### Extrait

Economie

Michel Barnier : « Je vous demande de faire beaucoup avec peu, en partant de presque rien »

Dans son discours de politique générale, prononcé devant l’Assemblée nationale le 1er octobre, le Premier ministre a martelé la nécessité d’assainir de manière draconienne les finances publiques, tout en évoquant plusieurs grands chantiers…

© Adobe Stock.
© Adobe Stock.

C’est dans un chaudron chauffé à blanc que le Premier ministre, Michel Barnier, a présenté mardi 1er octobre la feuille de route de son gouvernement. Dans un discours-fleuve, mais sobre, de près d’une heure et demie, il a tenté de se poser en conciliateur en donnant des gages suffisants pour éviter d’être renversé — trop vite — par une motion de censure déjà déposée par Le Nouveau Front Populaire (NFP). Mais pour l’heure, Marine Le Pen a fait savoir que le Rassemblement national (RN) ne censurerait pas le nouveau gouvernement, privilégiant une « force de construction », qui place de facto le gouvernement sous l’épée de Damoclès du RN. Mais Michel Barnier se voit plutôt sous « la véritable épée de Damoclès » de l’état dégradé des finances publiques, nécessitant selon lui de jouer à la fois sur le levier des dépenses publiques et sur celui des prélèvements, afin de ramener le déficit public à 5 % en 2025 et en deçà de 3 % en 2029.

Austérité au programme

Profitant de l’impact créé dans l’opinion publique par les chiffres du déficit, 5,5 % en 2023 et potentiellement plus de 6 % en 2024, Michel Barnier cherche ainsi à pousser son avantage pour résoudre dans l’urgence une équation budgétaire à 60 milliards d’euros pour la seule année 2024. Du jamais-vu en France, mais bien loin des tristes records de consolidation budgétaire en Grèce et en Espagne ! La potion amère infligée à l’économie française sera constituée de deux tiers de coupes dans les dépenses publiques et d’un tiers d’augmentation des prélèvements. Mais, dans cet exercice de cuisine budgétaire à haut risque, le chef s’est bien gardé pour l’instant d’annoncer les ingrédients précis du breuvage…

Sur le versant des dépenses, tout au plus a-t-il annoncé le besoin « d’une plus grande efficacité de la dépense publique », qui réclame, par exemple, de revoir les aides à l’apprentissage, afin d’éviter « les effets d’aubaine ». Comme à chaque discours sur les finances publiques, il a été question d’une simplification des normes, d’une lutte accrue contre la fraude fiscale et sociale, et d’une mutualisation « des agences, des opérateurs et des fonds qui partagent des objectifs communs, comme Business France et Atout France ». Il n’est cependant pas certain que ces mesures soient à la hauteur des enjeux financiers.

######

__Consignes__.
(1) Relevez tous les taux de déficit public mentionnés dans l'extrait, en précisant pour chacun l'année à laquelle il se rapporte.
(2) Résumez l'extrait en deux phrases.

### Données du corpus

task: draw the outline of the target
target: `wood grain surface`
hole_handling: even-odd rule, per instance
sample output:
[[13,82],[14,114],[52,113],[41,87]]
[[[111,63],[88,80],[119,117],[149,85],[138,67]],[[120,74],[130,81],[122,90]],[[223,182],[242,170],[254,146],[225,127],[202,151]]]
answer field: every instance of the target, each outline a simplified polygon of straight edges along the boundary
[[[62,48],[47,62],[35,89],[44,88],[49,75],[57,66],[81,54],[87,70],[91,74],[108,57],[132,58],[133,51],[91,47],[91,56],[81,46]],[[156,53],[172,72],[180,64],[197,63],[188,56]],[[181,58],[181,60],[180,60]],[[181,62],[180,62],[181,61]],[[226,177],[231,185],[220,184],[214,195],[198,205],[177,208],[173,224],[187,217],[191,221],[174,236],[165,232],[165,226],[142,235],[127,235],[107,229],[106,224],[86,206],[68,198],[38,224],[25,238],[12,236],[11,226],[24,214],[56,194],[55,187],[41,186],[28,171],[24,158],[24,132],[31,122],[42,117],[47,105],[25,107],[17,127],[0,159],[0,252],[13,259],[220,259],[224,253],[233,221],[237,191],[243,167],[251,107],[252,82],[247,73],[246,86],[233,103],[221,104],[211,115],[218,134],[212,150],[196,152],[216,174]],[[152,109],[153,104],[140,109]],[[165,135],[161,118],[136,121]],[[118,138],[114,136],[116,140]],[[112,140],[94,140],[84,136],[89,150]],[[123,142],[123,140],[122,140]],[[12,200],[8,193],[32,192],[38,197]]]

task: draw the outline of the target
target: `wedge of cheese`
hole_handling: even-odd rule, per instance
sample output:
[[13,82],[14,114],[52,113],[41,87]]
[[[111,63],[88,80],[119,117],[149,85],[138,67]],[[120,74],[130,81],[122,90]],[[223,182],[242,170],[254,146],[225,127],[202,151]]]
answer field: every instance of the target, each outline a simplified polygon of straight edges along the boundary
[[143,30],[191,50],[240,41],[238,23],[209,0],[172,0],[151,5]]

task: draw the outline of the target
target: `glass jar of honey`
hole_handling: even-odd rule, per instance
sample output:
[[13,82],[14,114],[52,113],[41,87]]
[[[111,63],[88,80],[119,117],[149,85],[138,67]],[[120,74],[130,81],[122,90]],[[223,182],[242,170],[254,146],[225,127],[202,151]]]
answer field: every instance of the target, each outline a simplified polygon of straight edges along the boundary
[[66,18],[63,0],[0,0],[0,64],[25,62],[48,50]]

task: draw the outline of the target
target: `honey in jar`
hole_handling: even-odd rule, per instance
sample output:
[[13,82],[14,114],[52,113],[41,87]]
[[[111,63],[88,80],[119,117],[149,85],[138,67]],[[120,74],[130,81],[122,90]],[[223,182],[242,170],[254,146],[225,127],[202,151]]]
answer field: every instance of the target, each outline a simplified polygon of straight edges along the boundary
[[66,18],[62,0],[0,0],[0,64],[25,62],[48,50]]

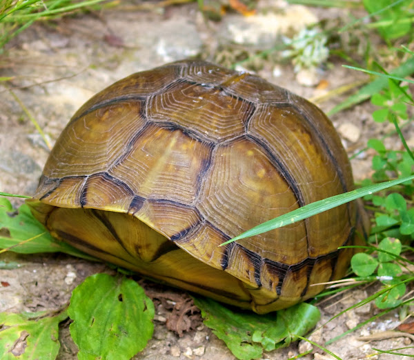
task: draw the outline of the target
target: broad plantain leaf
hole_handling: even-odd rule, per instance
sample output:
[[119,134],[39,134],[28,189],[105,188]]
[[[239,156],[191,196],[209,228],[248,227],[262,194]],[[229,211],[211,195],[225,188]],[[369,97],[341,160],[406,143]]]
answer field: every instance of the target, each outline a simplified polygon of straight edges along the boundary
[[130,359],[152,336],[154,305],[144,290],[125,277],[97,274],[70,298],[70,334],[78,359]]
[[320,318],[319,310],[302,303],[266,315],[230,309],[210,299],[197,297],[206,326],[241,360],[262,357],[263,351],[288,346],[305,335]]
[[68,313],[39,319],[46,314],[0,313],[0,359],[55,359],[60,347],[59,323]]

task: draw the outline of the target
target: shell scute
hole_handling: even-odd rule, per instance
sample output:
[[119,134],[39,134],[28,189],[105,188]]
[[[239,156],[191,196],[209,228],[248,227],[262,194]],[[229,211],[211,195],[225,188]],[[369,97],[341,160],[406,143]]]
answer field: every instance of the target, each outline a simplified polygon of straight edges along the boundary
[[87,101],[28,203],[55,236],[94,256],[264,313],[344,274],[352,250],[337,248],[356,241],[363,211],[344,205],[219,245],[353,186],[317,107],[247,72],[181,61]]

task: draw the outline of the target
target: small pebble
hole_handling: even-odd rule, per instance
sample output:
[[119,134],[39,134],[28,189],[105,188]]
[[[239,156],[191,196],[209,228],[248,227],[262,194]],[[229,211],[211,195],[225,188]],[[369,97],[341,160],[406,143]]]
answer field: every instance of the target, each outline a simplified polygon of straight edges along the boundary
[[154,320],[157,320],[160,323],[165,323],[167,321],[167,319],[164,317],[162,317],[161,315],[154,315]]
[[191,348],[187,348],[186,349],[186,351],[184,351],[184,352],[183,352],[183,354],[186,357],[191,357],[193,356],[193,350],[191,350]]
[[306,352],[306,351],[309,351],[312,350],[312,344],[308,341],[305,341],[304,340],[302,340],[299,343],[299,353],[302,354],[302,352]]
[[171,348],[170,349],[170,352],[171,355],[172,355],[174,357],[179,357],[179,355],[181,355],[181,351],[179,350],[179,348],[176,345],[171,346]]
[[66,274],[66,277],[65,277],[65,283],[66,285],[71,285],[73,283],[73,281],[76,279],[76,272],[73,271],[70,271]]
[[334,360],[335,358],[328,354],[318,354],[317,352],[315,354],[315,357],[313,357],[314,360]]
[[338,131],[343,137],[353,143],[357,141],[361,136],[359,128],[352,123],[342,123],[338,128]]
[[348,329],[353,329],[358,325],[358,321],[356,319],[350,319],[345,321],[345,325]]
[[204,346],[199,346],[199,348],[194,349],[193,353],[197,357],[202,357],[204,354],[206,348]]
[[319,78],[316,70],[313,69],[302,69],[296,74],[296,81],[304,86],[316,86],[319,82]]

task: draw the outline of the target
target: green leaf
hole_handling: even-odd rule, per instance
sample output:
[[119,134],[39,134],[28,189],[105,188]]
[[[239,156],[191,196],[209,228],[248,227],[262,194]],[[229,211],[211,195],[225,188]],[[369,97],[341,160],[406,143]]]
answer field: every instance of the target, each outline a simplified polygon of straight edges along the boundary
[[17,269],[22,266],[21,263],[17,263],[16,261],[7,261],[0,260],[0,269]]
[[[395,277],[402,272],[401,267],[394,263],[380,263],[377,272],[379,277]],[[389,280],[387,280],[387,282]]]
[[409,235],[414,232],[414,208],[408,211],[402,211],[400,215],[402,223],[400,227],[400,232],[403,235]]
[[349,201],[352,201],[353,200],[355,200],[356,199],[359,199],[359,197],[364,197],[368,194],[381,191],[382,190],[391,188],[391,186],[407,181],[408,180],[412,180],[413,179],[414,179],[414,175],[398,179],[397,180],[391,180],[391,181],[386,181],[381,183],[364,186],[360,189],[349,191],[345,194],[340,194],[339,195],[335,195],[323,200],[315,201],[314,203],[305,205],[299,209],[296,209],[293,211],[288,212],[287,214],[258,225],[257,226],[246,231],[243,234],[241,234],[240,235],[220,244],[220,246],[224,246],[232,241],[239,240],[239,239],[244,239],[246,237],[258,235],[259,234],[262,234],[266,231],[270,231],[273,229],[281,228],[286,225],[294,223],[297,221],[299,221],[300,220],[303,220],[304,219],[315,215],[316,214],[319,214],[320,212],[332,209],[333,208],[339,206],[339,205],[342,205]]
[[72,293],[68,313],[78,358],[130,359],[151,339],[154,305],[135,281],[92,275]]
[[384,206],[385,205],[385,198],[382,197],[379,197],[377,195],[373,196],[373,203],[375,206]]
[[384,143],[378,139],[370,139],[366,146],[371,149],[374,149],[377,152],[382,154],[386,151]]
[[244,360],[288,346],[296,335],[308,333],[320,318],[317,308],[306,303],[266,315],[230,310],[207,298],[194,298],[194,303],[201,310],[204,324]]
[[[381,241],[378,245],[378,248],[398,256],[401,253],[401,241],[398,239],[386,237]],[[381,251],[378,252],[378,260],[382,263],[392,261],[395,259],[392,255],[388,255]]]
[[398,220],[395,220],[393,217],[388,215],[379,215],[375,218],[375,222],[378,226],[393,226],[399,223]]
[[386,197],[385,199],[385,208],[388,211],[396,210],[400,212],[407,208],[407,203],[401,194],[394,192]]
[[401,298],[405,294],[406,289],[405,283],[400,283],[392,288],[375,299],[375,305],[380,309],[398,306],[402,302]]
[[371,103],[377,106],[386,106],[389,98],[381,94],[374,94],[371,97]]
[[379,170],[383,169],[386,165],[386,160],[384,160],[379,155],[373,157],[373,170]]
[[384,39],[391,39],[401,37],[410,31],[411,22],[401,20],[410,13],[408,6],[412,6],[411,1],[364,0],[363,2],[368,12],[375,13],[379,17],[378,32]]
[[68,314],[36,319],[39,315],[0,313],[0,359],[56,358],[60,347],[59,323]]
[[[397,112],[402,119],[406,119],[407,106],[404,103],[397,103],[391,106],[391,110]],[[405,115],[406,117],[404,117]]]
[[[26,204],[22,205],[19,211],[15,211],[7,199],[0,198],[0,229],[3,230],[3,236],[0,237],[0,249],[13,246],[9,251],[21,254],[61,252],[96,260],[75,248],[53,238],[46,228],[33,217],[29,207]],[[32,238],[34,239],[21,244]]]
[[[343,66],[345,68],[347,67],[344,65]],[[355,94],[345,99],[345,101],[335,106],[331,111],[328,112],[328,115],[333,115],[341,110],[351,108],[353,105],[368,100],[374,94],[379,92],[382,89],[388,86],[387,77],[395,76],[398,78],[404,78],[404,77],[411,75],[413,72],[414,72],[414,57],[411,57],[405,63],[401,64],[399,68],[394,69],[390,75],[376,74],[381,77],[361,88]]]
[[383,123],[387,120],[388,113],[388,109],[379,109],[373,112],[373,119],[376,123]]
[[355,254],[351,259],[351,266],[353,271],[359,277],[369,277],[374,273],[378,261],[364,252]]

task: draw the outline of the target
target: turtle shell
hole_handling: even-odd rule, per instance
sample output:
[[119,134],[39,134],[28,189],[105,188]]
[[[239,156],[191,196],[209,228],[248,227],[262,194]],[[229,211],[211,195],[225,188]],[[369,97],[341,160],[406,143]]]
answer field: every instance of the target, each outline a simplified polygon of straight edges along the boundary
[[246,72],[181,61],[87,101],[28,201],[57,238],[118,266],[265,313],[342,277],[364,213],[355,203],[225,246],[309,203],[349,191],[332,123]]

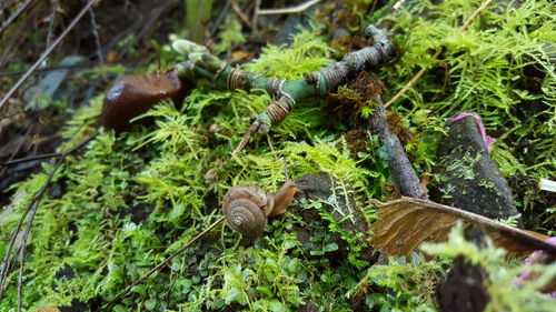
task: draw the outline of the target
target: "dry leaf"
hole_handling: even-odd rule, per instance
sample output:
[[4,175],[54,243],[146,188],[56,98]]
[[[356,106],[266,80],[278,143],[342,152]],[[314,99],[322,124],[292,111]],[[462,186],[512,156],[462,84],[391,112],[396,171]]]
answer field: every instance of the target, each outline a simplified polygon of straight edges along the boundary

######

__Réponses par consigne__.
(1)
- 5,5 % en 2023
- potentiellement plus de 6 % en 2024
- 5 % en 2025 (objectif)
- en deçà de 3 % en 2029 (objectif)

(2) Le 1er octobre, devant l'Assemblée nationale, le Premier ministre Michel Barnier a présenté la feuille de route de son gouvernement en insistant sur l'assainissement des finances publiques, avec l'objectif de ramener le déficit à 5 % en 2025 et sous 3 % en 2029. L'effort budgétaire de 60 milliards d'euros reposera pour deux tiers sur des coupes dans les dépenses et pour un tiers sur une hausse des prélèvements, mais les mesures précises n'ont pas encore été annoncées.